> Written task 1
Rescale the records from the line containing "Target: river water surface" down through the end of the records, both ends included, and write out all of those lines again. Multiply every coordinate in the answers by 1.15 and round each result to a whole number, rounding halves up.

> Excerpted passage
▬▬▬

That doesn’t mean that predictive science is a waste of time. It can help to test how specific variables relate to other specific variables. It can help explain patterns. It can even inform decision-making, but it does best when applied with a generous dose of scepticism and a preference for evidence over prediction. However, it cannot predict the future and never has.

Climate change scientists know this. They know that there are enough “known unknowns” to invalidate their modelled predictions and that there will certainly be “unknown unknowns” they will discover tomorrow.

Climate catastrophists do not believe the world can cope with change. The common worldview of scientists today is that life on Earth is an accident and that it takes millions of years to adapt to change. The idea that the world could adapt to changes within months, years or decades is inconceivable to them.

However, I don’t share that pessimism because I don’t share that worldview. I don’t believe our world is an accident, and I don’t believe it is fragile.

I don’t believe that the life that already covers every different climate of Earth’s surface, thriving in the heat of the desert, the humidity of the forest, the darkness of the sea-bed, the rarefied air of the mountain peaks, and the white cold of the ice caps, will not be able to accommodate change.

I don’t believe it is an accident that we found fossil fuels when we did and that we have been able to use them to feed our population when it grew so rapidly, making the previous pessimistic predictions of Rev Thomas Malthus’ also wrong.

I think about Lake Eyre. In central Australia, Lake Eyre is usually a salt lake—a deserted flat surface perfect for trying to set land speed records.

Yet once every 50 years or so, water will reach Lake Eyre and fill it up. Colonies of pelicans, that never previously knew Lake Eyre existed will fly in from the coast and breed there. As a result, the lake becomes its own diverse and thriving ecosystem.

If the animals of Australia know what to do when a desert becomes an oasis, why would they not be able to handle a change in the planet’s average temperature?

I don’t really have faith directly in the life on this planet. Instead, I have faith in its maker and the foresight encapsulated in its design.

For instance, various jurisdictions around the world appear to be competing for who can set the nearest date for converting to all electric cars. “Net-zero 2050” has become common vernacular, though it was unheard of five years ago.

Unfortunately, the costs of climate response will be high—do not be deceived by lobbyists and activists who claim that it is easy.

In all our efforts to decarbonise, we have only managed to barely dent the electricity sector, and not without cost; we haven’t touched the rest of the energy industry, and with the exclusion of the much maligned agricultural sector, we scarcely even mention non-energy industries that also emit greenhouse gases, such as cement production, smelting, fertiliser production and more.

As scientist Vaclav Smil correctly states in his book “How the world really works,” “Complete decarbonisation of the global economy by 2050 is now conceivable only at the cost of unthinkable global economic retreat, or as a result of extraordinarily rapid transformations relying on near-miraculous technical advances.”

It is high time we had a mature debate about what cost we are really willing to pay.

▬▬▬

> Record excerpts
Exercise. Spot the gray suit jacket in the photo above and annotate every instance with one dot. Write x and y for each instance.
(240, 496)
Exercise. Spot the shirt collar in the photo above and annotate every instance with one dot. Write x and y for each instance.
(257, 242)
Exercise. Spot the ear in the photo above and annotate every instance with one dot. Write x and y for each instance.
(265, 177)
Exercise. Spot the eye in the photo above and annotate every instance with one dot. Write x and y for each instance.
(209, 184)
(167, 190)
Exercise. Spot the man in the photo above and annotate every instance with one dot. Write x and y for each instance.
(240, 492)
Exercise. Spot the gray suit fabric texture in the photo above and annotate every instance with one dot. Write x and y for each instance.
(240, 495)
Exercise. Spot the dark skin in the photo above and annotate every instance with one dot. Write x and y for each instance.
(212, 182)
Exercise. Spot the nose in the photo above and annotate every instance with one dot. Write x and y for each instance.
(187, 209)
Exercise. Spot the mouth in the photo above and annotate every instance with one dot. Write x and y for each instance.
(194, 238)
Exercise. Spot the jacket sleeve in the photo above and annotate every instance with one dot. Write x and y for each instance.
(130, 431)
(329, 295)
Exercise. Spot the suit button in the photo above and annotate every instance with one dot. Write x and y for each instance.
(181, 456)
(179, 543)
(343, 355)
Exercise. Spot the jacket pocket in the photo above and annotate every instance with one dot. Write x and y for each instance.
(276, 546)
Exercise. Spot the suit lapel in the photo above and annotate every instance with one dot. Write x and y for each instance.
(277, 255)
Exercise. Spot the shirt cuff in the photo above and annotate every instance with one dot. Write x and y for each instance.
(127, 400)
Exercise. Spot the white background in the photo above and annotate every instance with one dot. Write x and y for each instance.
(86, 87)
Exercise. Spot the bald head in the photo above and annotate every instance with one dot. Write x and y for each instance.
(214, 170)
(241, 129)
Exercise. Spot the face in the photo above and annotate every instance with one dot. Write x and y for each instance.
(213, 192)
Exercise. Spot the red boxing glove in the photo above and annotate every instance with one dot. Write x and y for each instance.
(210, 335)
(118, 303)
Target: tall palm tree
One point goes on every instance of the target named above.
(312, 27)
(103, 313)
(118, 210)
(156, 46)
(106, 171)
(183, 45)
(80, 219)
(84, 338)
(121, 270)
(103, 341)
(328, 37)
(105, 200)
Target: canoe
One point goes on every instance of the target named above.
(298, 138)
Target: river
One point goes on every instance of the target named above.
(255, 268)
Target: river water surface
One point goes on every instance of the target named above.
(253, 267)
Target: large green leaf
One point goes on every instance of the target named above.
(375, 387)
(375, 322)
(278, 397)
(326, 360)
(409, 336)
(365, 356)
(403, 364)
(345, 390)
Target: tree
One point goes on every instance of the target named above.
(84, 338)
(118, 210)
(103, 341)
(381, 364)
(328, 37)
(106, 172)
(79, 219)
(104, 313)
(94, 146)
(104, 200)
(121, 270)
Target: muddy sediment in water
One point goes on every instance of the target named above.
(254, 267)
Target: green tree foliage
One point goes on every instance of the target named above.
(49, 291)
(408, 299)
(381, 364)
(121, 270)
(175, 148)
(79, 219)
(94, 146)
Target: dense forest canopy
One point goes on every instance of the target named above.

▬▬▬

> Written task 2
Answer these questions from the passage on climate prediction:
(a) How often does water reach Lake Eyre and fill it?
(b) Which book by Vaclav Smil does the passage quote?
(c) Which birds fly in from the coast to breed at the filled lake?

> Result 1
Target: river water surface
One point goes on every instance of the target named above.
(291, 307)
Target: large green leaf
One point goes on every instance of the target named above.
(431, 445)
(431, 370)
(320, 457)
(375, 414)
(470, 386)
(420, 409)
(463, 419)
(397, 449)
Target: tree
One point goes on every instance of the target named above.
(97, 389)
(136, 242)
(118, 392)
(438, 419)
(377, 43)
(122, 198)
(91, 252)
(120, 360)
(108, 168)
(120, 230)
(139, 311)
Target: muddy sediment in water
One point goes on every instance of the target named above.
(292, 307)
Target: green tree foliage
One point goes on every instance of the target named above.
(56, 335)
(469, 344)
(438, 419)
(139, 311)
(201, 170)
(91, 252)
(108, 168)
Target: dense forest canopy
One point goes on every instance of the target named above.

> Result 2
(a) Once every 50 years or so.
(b) "How the world really works."
(c) Pelicans.